* **Task description**
Write the next part of the text about the Duchess of Windsor's final years, picking up after its last sentence.

* **Text provided**
⁂

The stark state of the Duchess’s health was described by Sir Nicholas Henderson, the British ambassador to Paris, who was allowed to see her in 1977.
He wrote: ‘Her hands, which caught the eye immediately, were badly contorted in shape, and paralysed.
‘Our handshakes were perfunctory. There is nothing in the face to recall that distinct and dominating look known to the whole world.’
He added: ‘She was perfectly compos mentis but it was as though living was a big task and could only be coped with for short intervals at a time.’
In October 1977, Blum secured total power of attorney by deception, having used a clerk to get the Duchess’s verbal assent.
By the spring of the following year, Wallis had ceased being able to speak and could hardly move without assistance.
The Queen and Prince Charles are seen with Wallis at her home in Paris in 1972, when they made a private visit to see the ailing Duke of Windsor. He died just ten days later
The Duchess’s butler, Georges, came across the love letters sent between her and the Duke before their marriage.
Whilst she told him to burn them, Blum ensured they were kept and then profited from their publication after the Duchess’s death.
Blum later claimed to have had permission from the Duchess to publish any of her papers, but Vickers believes the permission letter she had – signed only with initials – was a forgery.
In an act that would have further deepened her unhappiness, Wallis’s beloved pugs, Ginseng and Diamond, were taken away from her over fears they might infect her. The Duchess never saw them again.
Her night nurse, Elvire Gozin, who continued tending her until her death, later told how she ‘died in a slum’ and had become a ‘prisoner in her own home’.
Hairdresser visits had been terminated and expensive creams from Estee Lauder replaced with cheap make-up, whilst bedclothes became tattered.
Although Gozin twice attempted to alert the Queen to the Duchess’s plight, she was never able to get access to her or pass on the message.

⁂

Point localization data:
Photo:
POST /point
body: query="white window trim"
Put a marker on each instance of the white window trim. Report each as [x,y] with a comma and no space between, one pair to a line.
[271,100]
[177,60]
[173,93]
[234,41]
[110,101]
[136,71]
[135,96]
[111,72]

⁂

* **Result below**
Gozin took photos of the Duchess in her bed which were published after her death.
They showed her lying amidst the machinery that was keeping her alive, with her head just visible above the sheets.
And, in what was a further indication of her life of utter misery, Dr Thin told a newspaper how he had ordered the Duchess’s wedding ring to be ‘gently cut off’ because of her severe arthritis.
During these last years and months, one consistent visitor was the Right Reverend James Leo, the Dean of the American Cathedral in Paris.
It was he who performed the last rites in April 1986. He said: ‘She squeezed my hand during the last rites and again as I read a short passage from the Bible.’
When she did finally pass away, her close friend Lady Diana Mosley said her final years were ‘not really a life at all.’
‘I’m delighted to hear she has died. I wish she’d died many years ago,’ she added.
Her funeral service at St George’s Chapel lasted for less than half an hour and was stripped of nearly all the pomp and ceremony that usually marks a Royal passing.
Other members of the 100-strong guest list included the then Prince Charles and his wife Princess Diana, along with Prime Minister Margaret Thatcher and Labour leader Neil Kinnock.
On her coffin was a single wreath of white, orange and yellow lillies left by the Queen.
Her burial next to her husband outside Frogmore Mausoleum was attended by only the Queen, the Duke of Edinburgh, Prince Charles and Princess Diana and eight of Wallis’s aides and friends.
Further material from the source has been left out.